<<<<

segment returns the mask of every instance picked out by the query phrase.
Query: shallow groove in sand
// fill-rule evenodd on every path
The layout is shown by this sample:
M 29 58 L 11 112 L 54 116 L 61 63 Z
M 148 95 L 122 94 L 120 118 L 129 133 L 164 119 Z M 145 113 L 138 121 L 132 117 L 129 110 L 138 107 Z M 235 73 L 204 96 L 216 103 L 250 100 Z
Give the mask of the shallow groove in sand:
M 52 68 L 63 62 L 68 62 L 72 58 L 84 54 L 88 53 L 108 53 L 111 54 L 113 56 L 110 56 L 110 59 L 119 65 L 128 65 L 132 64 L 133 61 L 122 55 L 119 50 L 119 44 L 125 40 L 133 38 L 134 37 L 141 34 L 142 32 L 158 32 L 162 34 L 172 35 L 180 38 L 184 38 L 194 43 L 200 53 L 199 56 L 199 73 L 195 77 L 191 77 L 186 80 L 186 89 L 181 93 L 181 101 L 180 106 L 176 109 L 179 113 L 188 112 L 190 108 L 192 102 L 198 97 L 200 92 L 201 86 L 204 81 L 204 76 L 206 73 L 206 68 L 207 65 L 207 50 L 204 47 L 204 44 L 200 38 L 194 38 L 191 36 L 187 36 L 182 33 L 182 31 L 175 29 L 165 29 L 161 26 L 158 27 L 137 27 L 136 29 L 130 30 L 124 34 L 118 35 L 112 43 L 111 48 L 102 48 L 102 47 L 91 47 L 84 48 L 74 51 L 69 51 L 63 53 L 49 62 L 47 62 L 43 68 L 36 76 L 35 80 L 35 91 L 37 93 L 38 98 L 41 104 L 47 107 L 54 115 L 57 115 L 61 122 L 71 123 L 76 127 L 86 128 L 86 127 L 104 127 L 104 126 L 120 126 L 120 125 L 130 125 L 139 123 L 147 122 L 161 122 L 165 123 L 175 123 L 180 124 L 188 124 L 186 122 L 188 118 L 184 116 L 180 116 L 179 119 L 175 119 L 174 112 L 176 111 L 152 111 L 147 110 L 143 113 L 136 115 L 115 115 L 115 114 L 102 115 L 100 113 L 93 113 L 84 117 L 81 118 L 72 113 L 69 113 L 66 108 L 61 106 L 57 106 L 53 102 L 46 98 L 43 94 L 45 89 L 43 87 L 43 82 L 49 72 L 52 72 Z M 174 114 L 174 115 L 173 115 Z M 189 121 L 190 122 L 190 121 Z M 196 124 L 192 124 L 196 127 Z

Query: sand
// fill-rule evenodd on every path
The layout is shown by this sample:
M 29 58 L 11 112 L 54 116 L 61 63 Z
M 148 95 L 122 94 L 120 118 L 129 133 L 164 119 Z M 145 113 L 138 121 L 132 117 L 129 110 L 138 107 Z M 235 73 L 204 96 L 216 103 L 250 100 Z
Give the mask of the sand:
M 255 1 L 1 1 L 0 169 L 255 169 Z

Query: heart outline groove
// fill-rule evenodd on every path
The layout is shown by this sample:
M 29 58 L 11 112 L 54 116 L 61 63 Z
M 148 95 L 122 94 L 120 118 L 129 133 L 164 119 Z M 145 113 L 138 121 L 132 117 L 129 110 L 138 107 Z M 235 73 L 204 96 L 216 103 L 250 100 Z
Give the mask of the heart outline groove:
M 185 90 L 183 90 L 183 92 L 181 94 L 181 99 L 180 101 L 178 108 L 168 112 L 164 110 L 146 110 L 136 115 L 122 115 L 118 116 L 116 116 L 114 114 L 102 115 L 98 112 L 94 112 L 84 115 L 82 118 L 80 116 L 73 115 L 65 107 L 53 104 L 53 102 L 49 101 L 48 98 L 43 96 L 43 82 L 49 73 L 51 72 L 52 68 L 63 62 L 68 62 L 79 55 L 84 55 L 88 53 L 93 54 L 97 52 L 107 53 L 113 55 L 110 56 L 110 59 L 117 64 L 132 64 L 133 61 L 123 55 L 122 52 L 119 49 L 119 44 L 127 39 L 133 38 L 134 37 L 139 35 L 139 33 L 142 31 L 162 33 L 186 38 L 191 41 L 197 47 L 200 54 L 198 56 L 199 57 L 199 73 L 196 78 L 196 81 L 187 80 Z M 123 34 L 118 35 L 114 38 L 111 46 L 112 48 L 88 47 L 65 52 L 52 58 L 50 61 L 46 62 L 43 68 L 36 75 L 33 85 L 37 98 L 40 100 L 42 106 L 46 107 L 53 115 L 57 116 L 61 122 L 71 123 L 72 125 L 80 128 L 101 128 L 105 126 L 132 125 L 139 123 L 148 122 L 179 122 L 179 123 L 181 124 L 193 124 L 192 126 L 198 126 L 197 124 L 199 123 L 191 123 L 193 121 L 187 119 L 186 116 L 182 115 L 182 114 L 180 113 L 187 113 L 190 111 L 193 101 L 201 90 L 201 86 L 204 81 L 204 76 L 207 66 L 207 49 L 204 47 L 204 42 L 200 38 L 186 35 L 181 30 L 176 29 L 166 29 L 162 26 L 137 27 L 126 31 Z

>>>>

The exercise: Render every line of the entries above as a JSON array of strings, one string per line, with blank lines omitted.

Output of the task:
[
  "segment returns the mask of every instance picked out by the query phrase.",
  "Query: shallow groove in sand",
  "// fill-rule evenodd on every path",
  "The layout is shown by this sample:",
  "M 29 58 L 11 112 L 54 116 L 61 63 Z",
  "M 148 95 L 122 94 L 120 118 L 129 133 L 164 119 Z M 145 113 L 138 121 L 132 117 L 129 110 L 138 107 Z M 235 73 L 204 96 L 216 103 L 250 100 Z",
  "Give the mask of the shallow groove in sand:",
  "M 52 68 L 63 62 L 68 62 L 72 58 L 84 54 L 88 53 L 108 53 L 111 54 L 113 56 L 110 56 L 110 59 L 119 65 L 128 65 L 132 64 L 133 61 L 122 55 L 119 50 L 119 44 L 125 40 L 133 38 L 134 37 L 141 34 L 142 32 L 158 32 L 162 34 L 172 35 L 180 38 L 184 38 L 194 43 L 200 53 L 199 56 L 199 73 L 195 77 L 191 77 L 186 80 L 186 89 L 181 93 L 181 101 L 180 106 L 176 109 L 179 113 L 188 112 L 190 108 L 192 102 L 198 97 L 200 92 L 201 86 L 204 81 L 204 76 L 206 73 L 206 68 L 207 65 L 207 50 L 204 47 L 204 44 L 200 38 L 194 38 L 191 36 L 187 36 L 182 33 L 182 31 L 175 29 L 165 29 L 161 26 L 158 27 L 137 27 L 136 29 L 130 30 L 124 34 L 118 35 L 112 43 L 111 48 L 102 48 L 102 47 L 91 47 L 84 48 L 74 51 L 69 51 L 63 53 L 49 62 L 47 62 L 43 68 L 36 76 L 35 80 L 35 91 L 37 93 L 38 98 L 41 104 L 47 107 L 54 115 L 57 115 L 61 122 L 71 123 L 76 127 L 86 128 L 86 127 L 104 127 L 104 126 L 120 126 L 120 125 L 130 125 L 139 123 L 147 122 L 161 122 L 165 123 L 175 123 L 180 124 L 188 124 L 186 122 L 188 118 L 184 116 L 180 116 L 179 119 L 175 119 L 174 112 L 176 111 L 152 111 L 147 110 L 143 113 L 136 115 L 115 115 L 115 114 L 102 115 L 100 113 L 93 113 L 84 117 L 81 118 L 72 113 L 69 113 L 66 108 L 61 106 L 57 106 L 53 102 L 46 98 L 43 94 L 45 89 L 43 87 L 43 82 L 49 72 L 52 72 Z M 174 114 L 174 115 L 173 115 Z M 189 121 L 190 122 L 190 121 Z M 196 124 L 192 124 L 196 127 Z",
  "Query: sand",
  "// fill-rule evenodd on every path",
  "The layout is shown by this sample:",
  "M 29 58 L 11 112 L 54 116 L 61 63 Z",
  "M 148 95 L 122 94 L 120 118 L 129 133 L 164 119 Z M 145 113 L 138 121 L 132 117 L 129 110 L 138 107 Z M 235 73 L 204 96 L 216 103 L 250 100 Z",
  "Give the mask of the sand:",
  "M 255 1 L 1 1 L 0 169 L 255 169 Z",
  "Query: heart outline groove",
  "// fill-rule evenodd on every path",
  "The layout is shown by this sample:",
  "M 29 58 L 11 112 L 54 116 L 61 63 Z",
  "M 148 95 L 122 94 L 120 118 L 129 133 L 164 119 Z M 145 113 L 138 121 L 132 117 L 129 110 L 138 107 Z M 235 73 L 204 96 L 216 103 L 250 100 Z",
  "Give the mask of the heart outline groove:",
  "M 185 90 L 183 90 L 183 92 L 181 94 L 181 99 L 180 101 L 178 108 L 168 112 L 164 110 L 146 110 L 136 115 L 122 115 L 118 116 L 116 116 L 114 114 L 102 115 L 98 112 L 94 112 L 84 115 L 82 118 L 80 116 L 73 115 L 65 107 L 53 104 L 53 102 L 49 101 L 48 98 L 43 96 L 43 82 L 49 73 L 51 72 L 52 68 L 63 62 L 68 62 L 79 55 L 84 55 L 88 53 L 93 54 L 97 52 L 107 53 L 113 55 L 110 56 L 110 59 L 117 64 L 132 64 L 133 61 L 123 55 L 122 52 L 119 49 L 119 44 L 127 39 L 133 38 L 134 37 L 139 35 L 139 33 L 142 31 L 162 33 L 186 38 L 191 41 L 197 47 L 200 54 L 198 56 L 199 57 L 199 73 L 196 78 L 196 81 L 187 80 Z M 123 34 L 118 35 L 114 38 L 111 46 L 112 48 L 88 47 L 65 52 L 52 58 L 50 61 L 46 62 L 43 68 L 36 75 L 33 85 L 37 98 L 40 100 L 42 106 L 46 107 L 53 115 L 57 116 L 61 122 L 71 123 L 72 125 L 80 128 L 101 128 L 105 126 L 132 125 L 139 123 L 148 122 L 179 122 L 179 123 L 181 124 L 193 124 L 192 126 L 198 126 L 197 124 L 199 123 L 191 123 L 193 121 L 187 119 L 186 116 L 182 115 L 182 114 L 180 113 L 187 113 L 190 111 L 193 101 L 201 90 L 201 86 L 204 81 L 204 76 L 207 66 L 207 49 L 204 47 L 204 42 L 200 38 L 186 35 L 181 30 L 176 29 L 166 29 L 162 26 L 137 27 L 126 31 Z"
]